--- Exercise data Enclosed Below ---
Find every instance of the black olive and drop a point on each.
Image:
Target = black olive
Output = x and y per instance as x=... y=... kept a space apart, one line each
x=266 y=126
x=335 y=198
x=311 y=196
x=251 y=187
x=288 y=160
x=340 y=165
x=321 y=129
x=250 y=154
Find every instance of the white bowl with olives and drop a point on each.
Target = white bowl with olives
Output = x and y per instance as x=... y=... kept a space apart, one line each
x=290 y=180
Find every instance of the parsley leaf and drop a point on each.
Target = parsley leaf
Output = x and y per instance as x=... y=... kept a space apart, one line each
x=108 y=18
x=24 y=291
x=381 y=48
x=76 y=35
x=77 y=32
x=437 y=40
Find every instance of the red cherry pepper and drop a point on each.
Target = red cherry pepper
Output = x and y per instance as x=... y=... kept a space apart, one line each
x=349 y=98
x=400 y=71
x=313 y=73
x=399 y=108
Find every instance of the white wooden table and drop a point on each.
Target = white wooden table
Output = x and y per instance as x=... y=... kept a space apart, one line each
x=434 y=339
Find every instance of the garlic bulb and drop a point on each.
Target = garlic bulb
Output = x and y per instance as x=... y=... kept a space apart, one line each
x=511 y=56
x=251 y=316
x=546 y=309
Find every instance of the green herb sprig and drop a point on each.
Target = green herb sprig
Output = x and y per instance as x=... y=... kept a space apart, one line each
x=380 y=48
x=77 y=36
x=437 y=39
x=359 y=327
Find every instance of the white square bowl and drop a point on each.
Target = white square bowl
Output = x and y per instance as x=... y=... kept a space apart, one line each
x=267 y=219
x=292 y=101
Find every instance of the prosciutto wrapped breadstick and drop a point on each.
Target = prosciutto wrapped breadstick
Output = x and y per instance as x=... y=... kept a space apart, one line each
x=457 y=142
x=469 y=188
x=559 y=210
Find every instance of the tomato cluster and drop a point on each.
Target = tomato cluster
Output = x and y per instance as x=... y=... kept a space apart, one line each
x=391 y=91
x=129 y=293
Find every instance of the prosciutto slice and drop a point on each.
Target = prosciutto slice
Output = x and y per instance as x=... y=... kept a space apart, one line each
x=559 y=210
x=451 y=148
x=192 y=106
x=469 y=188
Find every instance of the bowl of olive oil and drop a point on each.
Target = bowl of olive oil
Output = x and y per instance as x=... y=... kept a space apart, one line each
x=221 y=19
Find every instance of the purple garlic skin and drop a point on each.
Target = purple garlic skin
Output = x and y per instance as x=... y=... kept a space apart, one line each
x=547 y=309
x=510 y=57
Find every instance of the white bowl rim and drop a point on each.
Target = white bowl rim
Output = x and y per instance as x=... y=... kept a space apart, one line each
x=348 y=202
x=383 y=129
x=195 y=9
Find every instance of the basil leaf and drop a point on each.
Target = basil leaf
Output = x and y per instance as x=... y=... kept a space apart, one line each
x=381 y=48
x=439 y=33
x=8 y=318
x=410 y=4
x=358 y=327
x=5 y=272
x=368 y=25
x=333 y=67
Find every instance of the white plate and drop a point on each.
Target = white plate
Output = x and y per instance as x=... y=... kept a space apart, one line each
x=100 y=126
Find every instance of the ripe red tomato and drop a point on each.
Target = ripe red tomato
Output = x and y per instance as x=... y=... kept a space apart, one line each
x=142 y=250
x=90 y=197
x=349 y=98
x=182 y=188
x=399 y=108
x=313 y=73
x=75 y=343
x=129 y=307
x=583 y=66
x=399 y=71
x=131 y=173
--- End of Enclosed Exercise data ---
_Task statement:_ Among the records above, extract exactly the lines from the line with "Find every instance of the tomato" to the line with "Find every instance of the basil", both lines included, and leave out the rest.

_Task result:_
Find every instance of the tomato cluster and drop a point on each.
Target = tomato cluster
Output = x and y per instance as x=... y=... kept a space apart, one line each
x=391 y=91
x=129 y=293
Find every instance of the prosciutto slice and drop a point on each.
Target = prosciutto slice
Output = x and y per instance as x=... y=... kept a space apart, one line each
x=559 y=210
x=451 y=148
x=192 y=106
x=469 y=188
Find every instance of the bowl of olive oil and drop a point on each.
Target = bowl of olive oil
Output = x and y per instance as x=... y=... kept a space apart, one line each
x=221 y=19
Find every instance of the purple garlic skin and drop a point on each.
Target = purple garlic skin
Output = x and y per instance as x=... y=... kept a space apart, one line each
x=547 y=309
x=510 y=57
Find every instance of the white bowl rim and drop a point on each.
Target = white bowl rim
Output = x and y per instance as x=... y=... kept a space apart, one line each
x=348 y=202
x=383 y=129
x=195 y=9
Find every instance of the basil leaf and drop a point on each.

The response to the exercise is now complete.